■ **RECORD EXTRACTS**:

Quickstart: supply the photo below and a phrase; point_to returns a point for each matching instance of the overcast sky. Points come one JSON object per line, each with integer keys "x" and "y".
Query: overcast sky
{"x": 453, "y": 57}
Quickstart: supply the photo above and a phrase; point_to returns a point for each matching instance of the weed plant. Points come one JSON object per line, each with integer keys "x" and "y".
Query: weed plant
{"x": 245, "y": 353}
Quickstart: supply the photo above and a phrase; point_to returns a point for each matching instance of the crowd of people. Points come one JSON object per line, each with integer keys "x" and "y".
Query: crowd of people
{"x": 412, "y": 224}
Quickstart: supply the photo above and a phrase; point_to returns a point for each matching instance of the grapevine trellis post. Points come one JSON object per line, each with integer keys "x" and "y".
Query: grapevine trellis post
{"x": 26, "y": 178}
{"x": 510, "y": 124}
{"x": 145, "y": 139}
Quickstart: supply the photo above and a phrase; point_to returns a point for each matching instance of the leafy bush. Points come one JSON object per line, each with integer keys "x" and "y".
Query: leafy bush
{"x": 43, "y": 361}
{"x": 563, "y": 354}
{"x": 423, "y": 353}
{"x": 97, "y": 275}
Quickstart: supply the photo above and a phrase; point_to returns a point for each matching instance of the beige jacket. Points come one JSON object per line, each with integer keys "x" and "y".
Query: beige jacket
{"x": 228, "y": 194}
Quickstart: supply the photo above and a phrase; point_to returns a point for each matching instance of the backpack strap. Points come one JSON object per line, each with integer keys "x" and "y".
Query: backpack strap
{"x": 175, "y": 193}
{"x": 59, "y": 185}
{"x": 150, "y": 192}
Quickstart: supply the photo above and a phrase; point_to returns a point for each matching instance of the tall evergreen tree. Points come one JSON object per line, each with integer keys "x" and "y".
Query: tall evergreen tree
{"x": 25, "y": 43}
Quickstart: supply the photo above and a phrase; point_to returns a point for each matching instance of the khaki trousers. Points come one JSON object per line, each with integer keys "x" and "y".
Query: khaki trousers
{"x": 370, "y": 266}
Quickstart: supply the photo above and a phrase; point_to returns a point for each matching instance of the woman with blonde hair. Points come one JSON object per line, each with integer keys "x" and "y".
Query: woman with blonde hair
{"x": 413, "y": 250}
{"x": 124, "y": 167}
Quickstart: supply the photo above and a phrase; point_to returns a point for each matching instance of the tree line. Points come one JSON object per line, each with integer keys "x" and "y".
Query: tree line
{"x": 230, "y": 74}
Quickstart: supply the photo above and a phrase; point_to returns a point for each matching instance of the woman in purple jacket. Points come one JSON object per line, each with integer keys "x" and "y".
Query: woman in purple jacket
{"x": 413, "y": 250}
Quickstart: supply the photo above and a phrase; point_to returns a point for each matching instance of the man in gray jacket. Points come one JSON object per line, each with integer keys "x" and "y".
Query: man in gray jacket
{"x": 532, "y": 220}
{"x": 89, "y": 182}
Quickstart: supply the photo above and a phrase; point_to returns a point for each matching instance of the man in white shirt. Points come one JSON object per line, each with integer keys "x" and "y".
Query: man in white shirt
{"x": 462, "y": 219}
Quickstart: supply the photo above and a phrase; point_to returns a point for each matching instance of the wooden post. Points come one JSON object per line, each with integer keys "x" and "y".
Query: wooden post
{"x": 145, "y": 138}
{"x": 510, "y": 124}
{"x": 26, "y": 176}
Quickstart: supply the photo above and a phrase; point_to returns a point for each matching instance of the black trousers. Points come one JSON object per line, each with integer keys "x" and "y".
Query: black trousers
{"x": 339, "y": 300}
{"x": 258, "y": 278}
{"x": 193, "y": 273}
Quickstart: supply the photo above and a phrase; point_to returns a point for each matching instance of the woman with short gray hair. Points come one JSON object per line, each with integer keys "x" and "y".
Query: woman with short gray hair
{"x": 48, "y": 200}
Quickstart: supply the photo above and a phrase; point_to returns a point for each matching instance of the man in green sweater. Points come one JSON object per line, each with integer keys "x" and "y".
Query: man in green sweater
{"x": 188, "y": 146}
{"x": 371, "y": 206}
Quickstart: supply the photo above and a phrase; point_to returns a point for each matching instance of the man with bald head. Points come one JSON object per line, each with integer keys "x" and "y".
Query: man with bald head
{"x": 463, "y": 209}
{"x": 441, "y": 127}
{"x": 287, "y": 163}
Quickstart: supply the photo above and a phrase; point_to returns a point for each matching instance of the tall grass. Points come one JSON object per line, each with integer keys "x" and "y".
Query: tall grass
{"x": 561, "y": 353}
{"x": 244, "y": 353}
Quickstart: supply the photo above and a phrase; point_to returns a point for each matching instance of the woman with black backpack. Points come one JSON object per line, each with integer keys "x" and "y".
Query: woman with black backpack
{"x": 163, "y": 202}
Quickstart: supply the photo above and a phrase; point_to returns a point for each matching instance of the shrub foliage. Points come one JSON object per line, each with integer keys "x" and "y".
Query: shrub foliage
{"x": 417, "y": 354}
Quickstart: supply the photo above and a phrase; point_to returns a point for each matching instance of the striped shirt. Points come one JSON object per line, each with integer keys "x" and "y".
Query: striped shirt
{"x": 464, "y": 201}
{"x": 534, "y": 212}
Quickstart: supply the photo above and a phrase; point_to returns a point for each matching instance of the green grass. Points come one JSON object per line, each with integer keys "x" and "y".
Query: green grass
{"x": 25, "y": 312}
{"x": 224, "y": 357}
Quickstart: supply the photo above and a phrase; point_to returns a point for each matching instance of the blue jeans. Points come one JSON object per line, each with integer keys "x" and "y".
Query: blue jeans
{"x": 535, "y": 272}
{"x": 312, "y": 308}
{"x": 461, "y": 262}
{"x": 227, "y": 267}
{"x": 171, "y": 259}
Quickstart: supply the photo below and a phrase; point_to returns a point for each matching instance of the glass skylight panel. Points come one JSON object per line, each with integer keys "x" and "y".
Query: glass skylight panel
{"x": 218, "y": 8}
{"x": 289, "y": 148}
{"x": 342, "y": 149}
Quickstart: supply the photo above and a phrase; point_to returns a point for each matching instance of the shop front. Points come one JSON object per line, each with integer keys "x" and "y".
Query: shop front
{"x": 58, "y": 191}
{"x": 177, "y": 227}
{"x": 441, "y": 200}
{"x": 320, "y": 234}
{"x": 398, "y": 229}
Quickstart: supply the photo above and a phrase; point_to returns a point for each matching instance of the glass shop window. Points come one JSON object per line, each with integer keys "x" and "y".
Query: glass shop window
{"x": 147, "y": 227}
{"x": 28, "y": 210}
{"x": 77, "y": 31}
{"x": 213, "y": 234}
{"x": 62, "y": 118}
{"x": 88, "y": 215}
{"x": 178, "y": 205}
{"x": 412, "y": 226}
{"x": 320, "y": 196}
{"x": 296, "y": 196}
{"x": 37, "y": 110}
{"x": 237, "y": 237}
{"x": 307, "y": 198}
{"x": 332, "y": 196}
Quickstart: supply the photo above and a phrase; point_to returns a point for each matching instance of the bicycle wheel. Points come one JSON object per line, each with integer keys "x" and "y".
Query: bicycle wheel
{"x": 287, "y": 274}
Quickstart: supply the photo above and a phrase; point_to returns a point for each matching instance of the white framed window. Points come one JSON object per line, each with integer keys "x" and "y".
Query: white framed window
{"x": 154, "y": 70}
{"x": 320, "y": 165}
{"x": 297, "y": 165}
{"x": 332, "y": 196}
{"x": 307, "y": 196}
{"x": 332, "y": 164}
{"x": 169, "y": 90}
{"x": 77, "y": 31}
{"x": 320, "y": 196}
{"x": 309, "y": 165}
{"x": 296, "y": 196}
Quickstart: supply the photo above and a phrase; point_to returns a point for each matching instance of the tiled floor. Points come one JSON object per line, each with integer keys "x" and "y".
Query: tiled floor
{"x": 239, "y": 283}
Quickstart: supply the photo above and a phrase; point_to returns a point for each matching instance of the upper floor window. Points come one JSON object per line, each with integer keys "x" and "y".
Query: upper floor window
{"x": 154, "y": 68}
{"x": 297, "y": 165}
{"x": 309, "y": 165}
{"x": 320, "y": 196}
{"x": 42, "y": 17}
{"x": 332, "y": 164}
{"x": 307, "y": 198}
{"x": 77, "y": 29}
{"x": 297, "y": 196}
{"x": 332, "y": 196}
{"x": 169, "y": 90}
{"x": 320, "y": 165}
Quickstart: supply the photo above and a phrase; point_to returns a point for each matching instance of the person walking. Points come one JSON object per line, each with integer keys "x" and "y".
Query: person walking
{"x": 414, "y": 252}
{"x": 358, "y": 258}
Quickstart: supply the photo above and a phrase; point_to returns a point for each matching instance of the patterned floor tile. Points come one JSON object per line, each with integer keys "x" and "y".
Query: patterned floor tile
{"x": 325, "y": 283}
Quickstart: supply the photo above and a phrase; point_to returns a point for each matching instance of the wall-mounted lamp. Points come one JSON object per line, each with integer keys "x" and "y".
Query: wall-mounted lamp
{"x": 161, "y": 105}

■ **WHAT THE TASK REQUIRES**:
Give the lines exactly as they stand, from the line with "of the patterned" through the end of the material.

■ **RESULT FOR THIS EXERCISE**:
Quickstart: supply the photo above and a phrase; point_to returns a point for each matching instance of the patterned floor tile. Points come one JSON object per line, each with integer keys "x" and "y".
Query: patterned floor tile
{"x": 325, "y": 283}
Quickstart: supply the photo above and a phrase; point_to returns a point for each matching instance of the wall-mounted lamp. Points come one JSON object per line, each with integer keys "x" and "y".
Query: wall-mounted lamp
{"x": 161, "y": 105}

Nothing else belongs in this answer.